◆ **WORK REQUIRED**
Repeat the full listing, word for word.

•••

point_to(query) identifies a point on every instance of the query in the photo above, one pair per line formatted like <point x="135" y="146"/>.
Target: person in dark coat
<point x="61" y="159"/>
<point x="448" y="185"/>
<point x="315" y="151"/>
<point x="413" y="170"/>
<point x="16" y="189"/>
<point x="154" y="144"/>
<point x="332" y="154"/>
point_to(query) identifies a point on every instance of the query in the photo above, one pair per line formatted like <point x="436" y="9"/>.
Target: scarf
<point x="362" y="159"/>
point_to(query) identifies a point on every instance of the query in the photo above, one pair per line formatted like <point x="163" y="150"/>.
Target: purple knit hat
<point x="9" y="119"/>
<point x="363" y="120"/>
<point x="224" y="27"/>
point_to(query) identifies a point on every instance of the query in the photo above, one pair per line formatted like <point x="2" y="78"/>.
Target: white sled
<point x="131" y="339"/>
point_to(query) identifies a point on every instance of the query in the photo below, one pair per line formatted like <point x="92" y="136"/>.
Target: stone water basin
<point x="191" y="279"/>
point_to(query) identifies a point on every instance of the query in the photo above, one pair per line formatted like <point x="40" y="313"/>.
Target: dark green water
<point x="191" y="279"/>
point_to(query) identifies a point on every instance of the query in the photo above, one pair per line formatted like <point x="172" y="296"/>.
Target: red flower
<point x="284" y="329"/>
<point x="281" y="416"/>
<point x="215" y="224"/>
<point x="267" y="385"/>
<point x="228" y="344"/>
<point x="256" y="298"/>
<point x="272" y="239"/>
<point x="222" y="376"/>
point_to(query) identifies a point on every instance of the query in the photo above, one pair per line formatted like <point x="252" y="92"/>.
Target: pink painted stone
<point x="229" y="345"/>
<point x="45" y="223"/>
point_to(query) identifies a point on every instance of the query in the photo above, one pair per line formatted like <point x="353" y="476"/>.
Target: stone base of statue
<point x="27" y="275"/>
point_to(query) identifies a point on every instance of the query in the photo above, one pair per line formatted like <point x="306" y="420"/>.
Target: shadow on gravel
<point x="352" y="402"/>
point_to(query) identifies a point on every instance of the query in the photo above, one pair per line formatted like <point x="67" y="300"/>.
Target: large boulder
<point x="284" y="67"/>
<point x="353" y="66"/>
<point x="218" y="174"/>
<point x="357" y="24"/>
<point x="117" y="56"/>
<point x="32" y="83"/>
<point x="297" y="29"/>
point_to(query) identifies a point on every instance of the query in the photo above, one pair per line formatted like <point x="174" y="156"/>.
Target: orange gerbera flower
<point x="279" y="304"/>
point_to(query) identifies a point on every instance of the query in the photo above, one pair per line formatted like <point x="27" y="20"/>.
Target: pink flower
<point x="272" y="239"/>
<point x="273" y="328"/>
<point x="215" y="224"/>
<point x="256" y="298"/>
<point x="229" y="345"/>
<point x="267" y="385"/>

•••

◆ **TASK RESPONSE**
point_to(query) identifies a point on every instance of the query in the photo above, one pair per line formatted like <point x="135" y="146"/>.
Target: person in dark coat
<point x="61" y="159"/>
<point x="448" y="185"/>
<point x="315" y="151"/>
<point x="413" y="170"/>
<point x="16" y="189"/>
<point x="154" y="144"/>
<point x="332" y="154"/>
point_to(query) identifies a point on every instance of the query in the photo above, one pair per line formatted like <point x="436" y="9"/>.
Target: scarf
<point x="362" y="159"/>
point_to(query) identifies a point on every instance of the query in the photo above, one pair per line formatted like <point x="163" y="150"/>.
Target: purple knit hat
<point x="9" y="119"/>
<point x="363" y="120"/>
<point x="224" y="27"/>
point_to(query) identifies a point on every instance of the query in the photo above, one pair per line formatted like <point x="2" y="78"/>.
Target: white sled
<point x="131" y="339"/>
point_to(query) identifies a point on every instance of the query in the photo below, one pair per line formatted like <point x="92" y="136"/>.
Target: stone water basin
<point x="191" y="279"/>
point_to(query) identifies a point on every instance of the query in the photo above, one pair per line formatted like <point x="40" y="313"/>.
Target: dark green water
<point x="191" y="279"/>
point_to(query) identifies a point on every instance of the query in the photo above, one pair per line formatted like <point x="172" y="296"/>.
Target: red flower
<point x="284" y="329"/>
<point x="281" y="416"/>
<point x="215" y="224"/>
<point x="267" y="385"/>
<point x="228" y="344"/>
<point x="256" y="298"/>
<point x="272" y="239"/>
<point x="222" y="376"/>
point_to(query) identifies a point on every instance of the query in the photo above, one pair per line formatted like <point x="252" y="92"/>.
Target: pink painted stone
<point x="229" y="345"/>
<point x="45" y="223"/>
point_to(query) identifies a point on every instance of the query in the photo above, one pair per line formatted like <point x="353" y="476"/>.
Target: stone base of statue
<point x="27" y="275"/>
point_to(query) identifies a point on every instance of the query in the photo above, one pair per line formatted like <point x="306" y="420"/>.
Target: shadow on gravel
<point x="352" y="402"/>
point_to(query) identifies a point on every instance of the query in the photo above, one pair per line formatted like <point x="67" y="300"/>.
Target: large boulder
<point x="284" y="67"/>
<point x="353" y="66"/>
<point x="218" y="174"/>
<point x="357" y="24"/>
<point x="117" y="56"/>
<point x="32" y="83"/>
<point x="297" y="29"/>
point_to(query) identifies a point on every instance of the query in the photo above, one pair per line formatted like <point x="174" y="156"/>.
Target: orange gerbera flower
<point x="279" y="304"/>
point_to(query) identifies a point on every instance of the query in the photo above, one pair per line formatted like <point x="27" y="20"/>.
Target: pink flower
<point x="272" y="239"/>
<point x="273" y="328"/>
<point x="215" y="224"/>
<point x="256" y="298"/>
<point x="229" y="345"/>
<point x="267" y="385"/>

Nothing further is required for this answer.